[Segmentation labeling rows]
○ ○ ○ ○ ○

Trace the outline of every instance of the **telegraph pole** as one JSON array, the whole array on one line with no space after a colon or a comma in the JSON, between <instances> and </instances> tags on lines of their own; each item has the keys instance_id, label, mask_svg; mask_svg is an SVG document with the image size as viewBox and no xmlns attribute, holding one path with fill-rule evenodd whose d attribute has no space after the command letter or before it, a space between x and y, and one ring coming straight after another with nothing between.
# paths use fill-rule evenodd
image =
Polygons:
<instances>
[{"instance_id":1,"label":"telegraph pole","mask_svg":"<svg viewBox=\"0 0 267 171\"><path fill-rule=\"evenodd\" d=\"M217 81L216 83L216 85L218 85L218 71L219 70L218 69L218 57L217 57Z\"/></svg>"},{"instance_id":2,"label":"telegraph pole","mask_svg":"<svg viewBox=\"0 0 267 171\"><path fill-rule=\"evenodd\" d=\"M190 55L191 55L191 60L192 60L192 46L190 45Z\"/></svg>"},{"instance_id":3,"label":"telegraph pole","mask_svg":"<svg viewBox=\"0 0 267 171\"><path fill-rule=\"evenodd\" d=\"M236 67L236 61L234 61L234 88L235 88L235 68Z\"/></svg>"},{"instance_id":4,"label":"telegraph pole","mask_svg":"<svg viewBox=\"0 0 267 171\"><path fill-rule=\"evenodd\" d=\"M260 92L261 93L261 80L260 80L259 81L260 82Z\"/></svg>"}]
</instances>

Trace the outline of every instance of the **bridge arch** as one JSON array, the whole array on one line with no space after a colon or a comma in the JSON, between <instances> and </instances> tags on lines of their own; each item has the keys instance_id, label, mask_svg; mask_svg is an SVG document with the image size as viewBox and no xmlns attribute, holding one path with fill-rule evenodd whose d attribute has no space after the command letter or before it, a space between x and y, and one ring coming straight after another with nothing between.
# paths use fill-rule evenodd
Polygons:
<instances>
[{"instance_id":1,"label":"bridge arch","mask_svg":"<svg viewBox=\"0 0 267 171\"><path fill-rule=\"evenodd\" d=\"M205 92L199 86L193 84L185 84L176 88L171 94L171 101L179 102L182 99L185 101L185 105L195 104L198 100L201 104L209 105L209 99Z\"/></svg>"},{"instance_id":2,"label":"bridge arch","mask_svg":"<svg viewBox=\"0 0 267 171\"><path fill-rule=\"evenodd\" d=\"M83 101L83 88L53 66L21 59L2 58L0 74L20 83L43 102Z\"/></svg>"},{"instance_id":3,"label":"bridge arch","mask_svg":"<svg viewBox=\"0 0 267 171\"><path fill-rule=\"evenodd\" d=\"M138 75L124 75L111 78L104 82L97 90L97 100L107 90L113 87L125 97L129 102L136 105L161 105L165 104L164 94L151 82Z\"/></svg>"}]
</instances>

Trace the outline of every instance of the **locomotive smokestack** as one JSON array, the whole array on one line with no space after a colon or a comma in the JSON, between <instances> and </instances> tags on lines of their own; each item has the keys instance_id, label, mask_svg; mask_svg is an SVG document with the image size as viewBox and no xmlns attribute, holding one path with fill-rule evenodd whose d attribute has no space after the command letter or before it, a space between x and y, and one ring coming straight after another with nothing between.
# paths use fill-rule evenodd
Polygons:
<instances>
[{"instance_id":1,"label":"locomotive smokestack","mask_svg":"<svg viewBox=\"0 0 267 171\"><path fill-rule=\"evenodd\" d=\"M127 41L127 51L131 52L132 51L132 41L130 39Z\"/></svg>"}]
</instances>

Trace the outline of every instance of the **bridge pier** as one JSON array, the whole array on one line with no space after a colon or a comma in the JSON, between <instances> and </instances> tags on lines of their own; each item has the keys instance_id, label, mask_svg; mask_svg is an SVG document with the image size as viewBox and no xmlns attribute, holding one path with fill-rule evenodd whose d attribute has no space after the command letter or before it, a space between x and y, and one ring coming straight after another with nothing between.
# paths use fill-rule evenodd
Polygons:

○ ○ ○ ○ ○

[Task prompt] Rewrite the rows starting at the line that contains "Trace the outline of every instance of the **locomotive" and ending at the last of the rows, replacing "Polygons" with "Outlines" and leaving everything else unchanged.

[Exercise answer]
Trace the outline of every instance of the **locomotive smokestack** as one JSON array, the whole array on one line with no space after a colon or a comma in the JSON, between <instances> and </instances> tags on lines of their own; each item has the keys instance_id, label, mask_svg; mask_svg is an SVG document with the image size as viewBox and no xmlns attribute, holding one path with fill-rule evenodd whose d attribute has no space after the command letter or before it, a space between x and y, and one ring coming straight after another with nothing between.
# paths use fill-rule evenodd
Outlines:
<instances>
[{"instance_id":1,"label":"locomotive smokestack","mask_svg":"<svg viewBox=\"0 0 267 171\"><path fill-rule=\"evenodd\" d=\"M127 41L127 51L131 52L132 51L132 41L130 39Z\"/></svg>"}]
</instances>

Trace the outline of every instance of the **bridge pier** as one JSON array, the whole array on one line with no space after a colon or a comma in the JSON, between <instances> and </instances> tags on lines of their own; each item has the keys instance_id, label, mask_svg; mask_svg is an SVG document with the image size as viewBox and no xmlns attribute, holding one path with fill-rule evenodd whose d attribute has no space after the command letter or before it, a space between x and y, and one ring coming straight after another with nothing between.
# paths use fill-rule evenodd
Outlines:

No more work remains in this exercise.